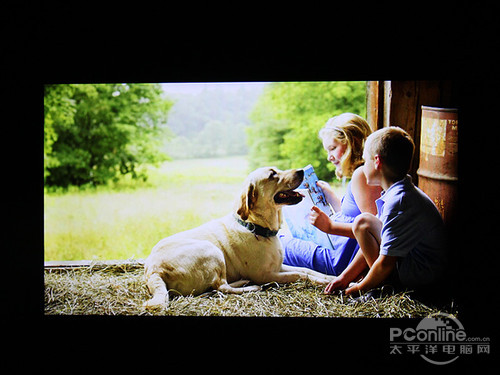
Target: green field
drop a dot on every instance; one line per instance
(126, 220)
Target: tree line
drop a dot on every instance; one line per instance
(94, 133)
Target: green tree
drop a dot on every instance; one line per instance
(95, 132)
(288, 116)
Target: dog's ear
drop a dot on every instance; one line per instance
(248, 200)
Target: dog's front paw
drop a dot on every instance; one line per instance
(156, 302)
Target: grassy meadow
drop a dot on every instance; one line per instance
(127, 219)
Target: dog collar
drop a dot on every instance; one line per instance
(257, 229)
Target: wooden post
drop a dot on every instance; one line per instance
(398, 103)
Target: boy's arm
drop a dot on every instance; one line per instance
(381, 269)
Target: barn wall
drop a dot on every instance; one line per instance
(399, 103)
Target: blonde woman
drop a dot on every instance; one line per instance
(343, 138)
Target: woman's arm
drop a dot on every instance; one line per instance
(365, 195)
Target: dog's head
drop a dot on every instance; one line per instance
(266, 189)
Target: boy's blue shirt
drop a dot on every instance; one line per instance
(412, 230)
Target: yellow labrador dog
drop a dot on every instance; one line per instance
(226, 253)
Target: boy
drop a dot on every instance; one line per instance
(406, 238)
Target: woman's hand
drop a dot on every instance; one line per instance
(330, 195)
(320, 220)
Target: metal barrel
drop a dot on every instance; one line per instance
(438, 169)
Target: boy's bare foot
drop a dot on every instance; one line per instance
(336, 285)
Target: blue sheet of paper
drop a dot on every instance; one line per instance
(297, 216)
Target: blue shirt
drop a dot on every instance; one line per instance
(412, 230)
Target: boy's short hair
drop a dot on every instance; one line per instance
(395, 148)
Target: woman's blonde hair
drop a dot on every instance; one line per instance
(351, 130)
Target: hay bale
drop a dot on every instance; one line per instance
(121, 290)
---
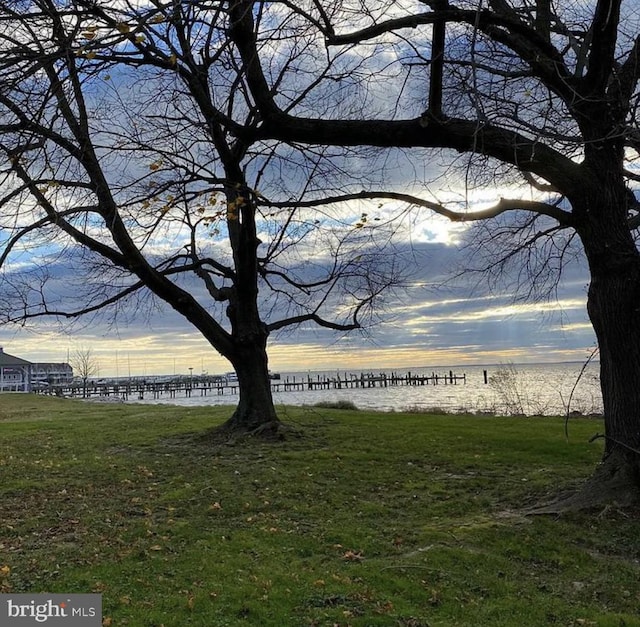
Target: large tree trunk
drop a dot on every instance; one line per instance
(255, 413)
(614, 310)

*WORK REQUIRED*:
Count the lines in the data above that contain the string "hair", treating uppercase and lowercase as different. Give only the number.

*SOLUTION TO THIS PROBLEM*:
2